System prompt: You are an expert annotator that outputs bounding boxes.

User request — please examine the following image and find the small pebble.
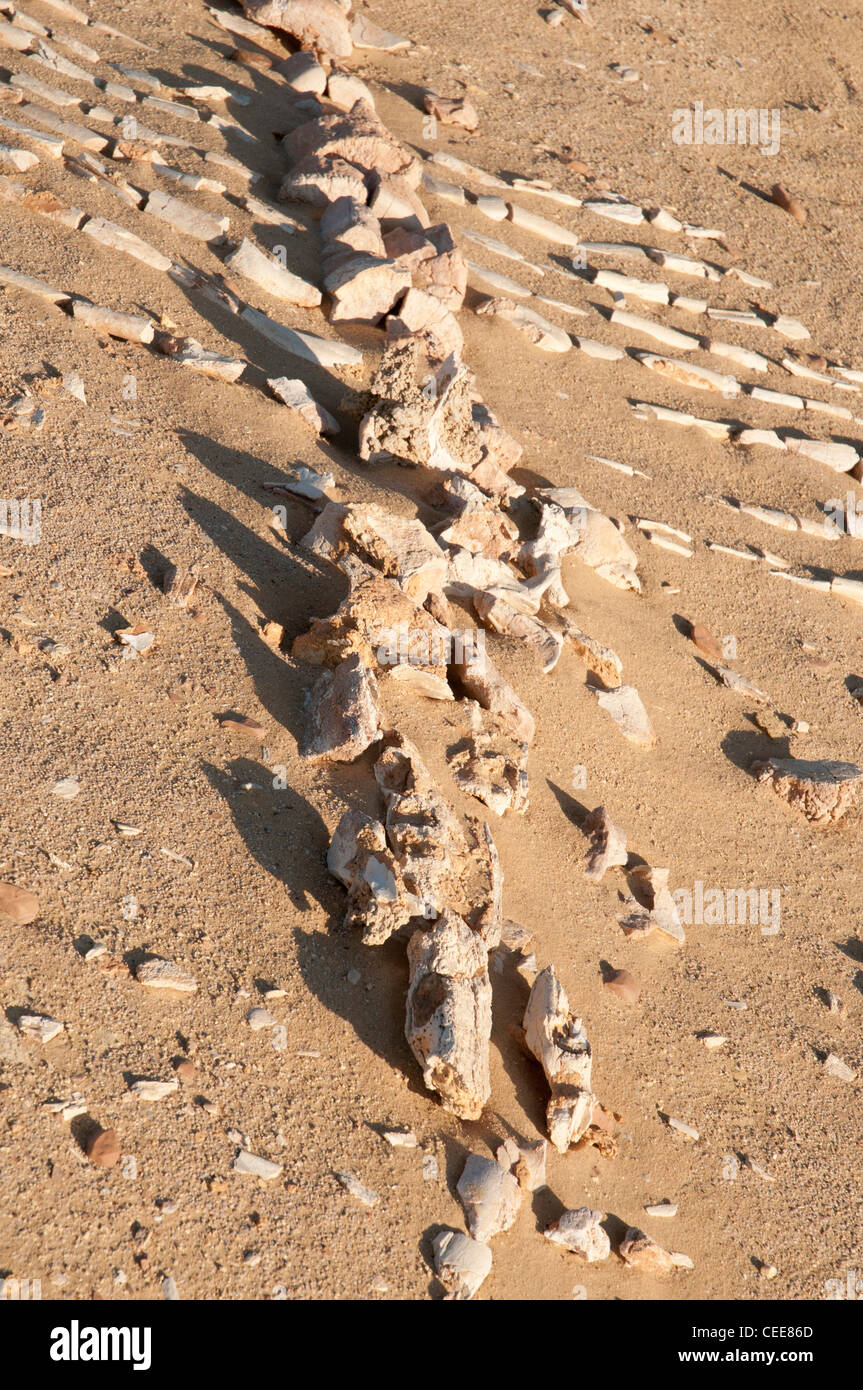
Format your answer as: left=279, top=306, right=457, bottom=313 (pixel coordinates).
left=335, top=1171, right=380, bottom=1208
left=247, top=1007, right=277, bottom=1031
left=86, top=1128, right=121, bottom=1168
left=603, top=967, right=640, bottom=1005
left=382, top=1129, right=418, bottom=1148
left=17, top=1014, right=64, bottom=1043
left=666, top=1116, right=699, bottom=1140
left=644, top=1202, right=678, bottom=1218
left=701, top=1032, right=727, bottom=1050
left=823, top=1052, right=857, bottom=1082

• _ABOUT THIS TASK_:
Word for word, restate all of the entries above and leave each picture out.

• _EXPECTED ANSWER_:
System prompt: You are an expert annotator that outputs bounding boxes.

User request — please examine the following image and find the small pebble.
Format your answer as: left=279, top=306, right=457, bottom=313 (pixel coordinates).
left=335, top=1171, right=380, bottom=1208
left=247, top=1007, right=277, bottom=1031
left=86, top=1128, right=121, bottom=1168
left=603, top=967, right=640, bottom=1005
left=382, top=1129, right=418, bottom=1148
left=17, top=1014, right=64, bottom=1043
left=666, top=1116, right=699, bottom=1140
left=644, top=1202, right=678, bottom=1218
left=701, top=1032, right=727, bottom=1050
left=823, top=1052, right=857, bottom=1082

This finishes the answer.